[Tarefa 1]:
Enumere todas as pessoas que o texto sobre as mulheres de Abril refere pelo nome.

Maria José, uma mulher de Abril. Docente universitária e investigadora, acredita no potencial transformador da educação e nas novas gerações. Pensa que quando as mulheres se juntam têm a capacidade de fazer o mundo parar e depois avançar.
Onde anda este espírito de Abril?
Eu sinto que neste momento, em Portugal, vivemos uma altura de maior esperança depois de uns tempos complicados. Mas, preocupa-me muito a pobreza em Portugal. Quando passamos o 25 de Abril, havia sectores que não tinham nem água nem luz elétrica e chegar aos 40 anos após o 25 de Abril, no século XXI, e saber que há prédios inteiros e famílias que não têm luz elétrica nem água canalizada, porque não têm dinheiro para pagar o serviço, para mim, é inadmissível e inacreditável. Ainda há uns tempos uma assistente social disse-me que estava numa situação em que tinha um frango para oferecer a uma família e a senhora lhe disse que não o podia sequer cozinhar porque não tinha gás em casa, nem podia podia pedir a uma vizinha porque ninguém nesse bairro tinha gás. Chegar a um ponto em que nem sequer há condições para receber as dádivas é uma situação que eu não admito. Mas sinto que há uma nova geração a brilhar, a organizar-se e a mobilizar-se… De há 3 ou 4 anos a esta parte há uma maior abertura para as outras pessoas pessoas e uma esperança no ar, e não é só em Portugal.
Que conselho poderia deixar às novas gerações de mulheres?
O conselho é: juntas somos fortes. Quando as mulheres se juntam o Mundo muda. E, apesar das divergências, das perspetivas diferentes, quando encontramos um motivo para nos juntarmos e fazer coisas, o Mundo pára e depois avança. A união faz a força é um cliché, mas realmente para as mulheres esta união é realmente mais difícil, porque toda a nossa socialização é feita no sentido de nos separar. A Maria Teresa Horta até me contava que se ensinava “não leves a tua amiga para dentro de casa”, com medo daquelas coisas do marido e tal. Ensinava-se a menina a desconfiar da amiga. E depois toda esta desvalorização da mulher, da sua arte, do seu contributo científico, do seu trabalho, da sua opinião… Isto separa-nos, porque nós também desvalorizamos a opinião umas das outras. Então quando conseguimos pôr isso de parte e juntamo-nos, há uma energia. As mulheres estão muito isoladas, têm uma carga de trabalho muito grande, continuam a assumir as responsabilidades de cuidar, continuam a culpabilizar-se. Portanto, mantenhamo-nos juntas e fortes.
Educadora sexual para adultos, Carmo Gê Pereira faz workshops e dá aconselhamento privado nas áreas da educação e formação sobre práticas, identidade, orientação sexual e formas de estar, no contexto da diversidade e aceitação.
Como decidiu dedicar-se à educação sexual?

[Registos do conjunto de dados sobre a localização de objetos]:
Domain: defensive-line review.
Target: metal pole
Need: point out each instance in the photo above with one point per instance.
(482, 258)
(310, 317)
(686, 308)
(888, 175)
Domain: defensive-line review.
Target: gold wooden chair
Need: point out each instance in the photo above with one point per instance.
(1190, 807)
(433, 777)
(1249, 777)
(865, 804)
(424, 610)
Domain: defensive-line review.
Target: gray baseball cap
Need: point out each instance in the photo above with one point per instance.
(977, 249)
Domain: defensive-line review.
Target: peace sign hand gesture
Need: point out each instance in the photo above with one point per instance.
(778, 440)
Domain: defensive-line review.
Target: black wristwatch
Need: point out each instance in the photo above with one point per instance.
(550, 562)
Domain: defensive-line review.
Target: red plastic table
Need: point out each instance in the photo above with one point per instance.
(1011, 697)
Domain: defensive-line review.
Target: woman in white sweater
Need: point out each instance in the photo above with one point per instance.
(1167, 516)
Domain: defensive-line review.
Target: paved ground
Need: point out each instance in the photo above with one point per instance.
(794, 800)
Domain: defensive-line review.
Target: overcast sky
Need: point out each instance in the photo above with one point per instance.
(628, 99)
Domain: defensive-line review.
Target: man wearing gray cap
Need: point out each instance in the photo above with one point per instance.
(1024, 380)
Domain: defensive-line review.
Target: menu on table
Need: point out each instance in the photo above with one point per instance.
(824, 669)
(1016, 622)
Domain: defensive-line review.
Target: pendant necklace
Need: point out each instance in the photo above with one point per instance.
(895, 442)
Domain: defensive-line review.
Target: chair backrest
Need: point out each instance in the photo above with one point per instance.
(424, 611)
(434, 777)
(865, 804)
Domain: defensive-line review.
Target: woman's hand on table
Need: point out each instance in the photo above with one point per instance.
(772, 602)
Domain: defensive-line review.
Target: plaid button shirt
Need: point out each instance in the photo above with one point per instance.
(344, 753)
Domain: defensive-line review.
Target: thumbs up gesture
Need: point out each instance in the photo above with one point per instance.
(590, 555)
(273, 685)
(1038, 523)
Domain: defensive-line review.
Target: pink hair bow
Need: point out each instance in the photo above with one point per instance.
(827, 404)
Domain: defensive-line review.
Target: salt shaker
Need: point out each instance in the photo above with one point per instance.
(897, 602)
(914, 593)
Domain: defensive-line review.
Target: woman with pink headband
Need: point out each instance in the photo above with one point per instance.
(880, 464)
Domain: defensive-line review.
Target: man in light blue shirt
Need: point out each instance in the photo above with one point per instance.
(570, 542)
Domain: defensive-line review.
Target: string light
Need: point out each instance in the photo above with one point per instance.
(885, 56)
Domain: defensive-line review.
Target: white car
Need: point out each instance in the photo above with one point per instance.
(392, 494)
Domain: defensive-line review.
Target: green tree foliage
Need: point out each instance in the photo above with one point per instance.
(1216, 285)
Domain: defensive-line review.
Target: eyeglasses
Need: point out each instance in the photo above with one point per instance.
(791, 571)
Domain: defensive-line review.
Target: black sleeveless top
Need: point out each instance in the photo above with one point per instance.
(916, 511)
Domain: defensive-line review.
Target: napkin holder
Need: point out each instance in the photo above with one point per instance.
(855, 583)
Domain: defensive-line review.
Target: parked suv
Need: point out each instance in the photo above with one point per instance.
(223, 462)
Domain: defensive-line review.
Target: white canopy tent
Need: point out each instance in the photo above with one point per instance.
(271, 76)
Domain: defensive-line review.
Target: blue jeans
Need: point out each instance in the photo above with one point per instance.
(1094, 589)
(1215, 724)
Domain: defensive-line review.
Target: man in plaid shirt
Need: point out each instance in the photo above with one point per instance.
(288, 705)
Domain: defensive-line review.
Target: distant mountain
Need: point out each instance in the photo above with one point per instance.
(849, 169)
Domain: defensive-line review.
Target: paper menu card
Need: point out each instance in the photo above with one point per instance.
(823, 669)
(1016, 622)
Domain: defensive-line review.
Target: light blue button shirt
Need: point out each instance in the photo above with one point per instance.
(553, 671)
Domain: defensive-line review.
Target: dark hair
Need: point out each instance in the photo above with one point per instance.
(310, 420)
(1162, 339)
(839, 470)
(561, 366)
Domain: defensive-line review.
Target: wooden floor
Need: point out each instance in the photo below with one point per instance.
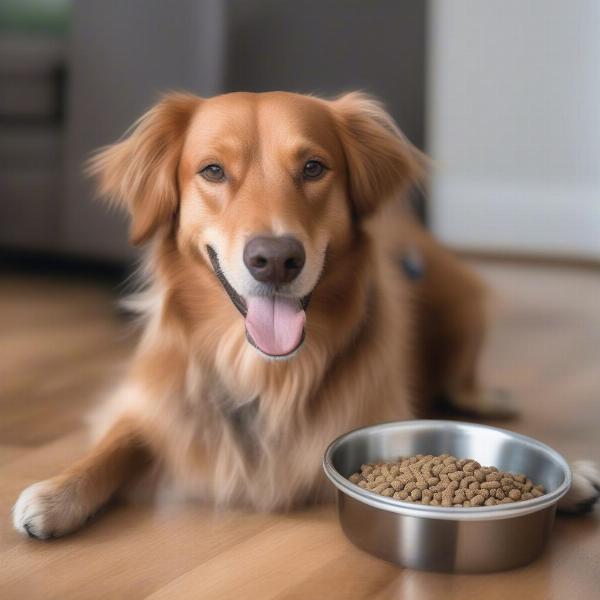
(62, 346)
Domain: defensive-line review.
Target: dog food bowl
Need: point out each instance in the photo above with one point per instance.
(449, 539)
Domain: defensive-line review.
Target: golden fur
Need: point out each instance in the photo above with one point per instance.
(200, 406)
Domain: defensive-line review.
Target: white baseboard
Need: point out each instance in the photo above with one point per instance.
(518, 217)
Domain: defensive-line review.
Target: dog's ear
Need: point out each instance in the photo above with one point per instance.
(380, 160)
(140, 172)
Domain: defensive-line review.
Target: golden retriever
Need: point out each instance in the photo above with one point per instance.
(276, 312)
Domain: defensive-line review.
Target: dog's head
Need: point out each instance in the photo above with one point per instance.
(261, 187)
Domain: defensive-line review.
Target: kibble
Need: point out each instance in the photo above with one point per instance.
(445, 480)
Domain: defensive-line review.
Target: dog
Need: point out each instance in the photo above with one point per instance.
(278, 313)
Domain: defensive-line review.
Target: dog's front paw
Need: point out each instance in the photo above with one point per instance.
(585, 489)
(48, 509)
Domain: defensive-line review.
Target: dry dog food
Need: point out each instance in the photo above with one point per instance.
(445, 480)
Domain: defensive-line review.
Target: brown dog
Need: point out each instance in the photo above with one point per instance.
(276, 314)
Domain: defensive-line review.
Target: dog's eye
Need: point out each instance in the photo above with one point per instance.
(214, 173)
(313, 169)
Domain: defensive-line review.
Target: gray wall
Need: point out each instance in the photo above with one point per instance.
(330, 46)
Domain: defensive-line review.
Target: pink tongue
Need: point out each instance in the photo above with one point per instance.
(275, 323)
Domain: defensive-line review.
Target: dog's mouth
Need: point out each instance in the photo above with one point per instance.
(274, 322)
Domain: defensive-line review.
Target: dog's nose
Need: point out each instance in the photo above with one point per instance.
(274, 260)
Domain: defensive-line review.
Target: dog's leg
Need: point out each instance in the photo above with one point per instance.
(59, 505)
(585, 490)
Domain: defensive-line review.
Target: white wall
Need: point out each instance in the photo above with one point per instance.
(514, 125)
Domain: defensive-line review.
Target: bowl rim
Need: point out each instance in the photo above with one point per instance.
(470, 513)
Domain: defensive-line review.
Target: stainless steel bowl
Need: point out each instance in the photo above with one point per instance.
(436, 538)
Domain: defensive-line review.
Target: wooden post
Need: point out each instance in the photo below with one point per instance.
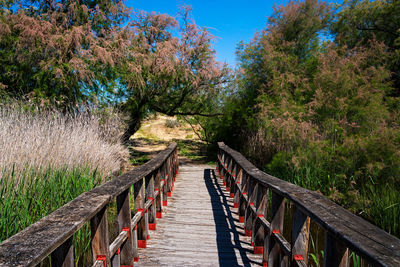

[Tarefa 2]:
Identifique nos registos acima todas as linhas que contêm a palavra "button" e copie-as, tendo em conta a distinção entre maiúsculas e minúsculas.

[Resposta escrita 1]:
- Maria José
- Maria Teresa Horta
- Carmo Gê Pereira

[Resposta escrita 2]:
Target: plaid button shirt
Target: light blue button shirt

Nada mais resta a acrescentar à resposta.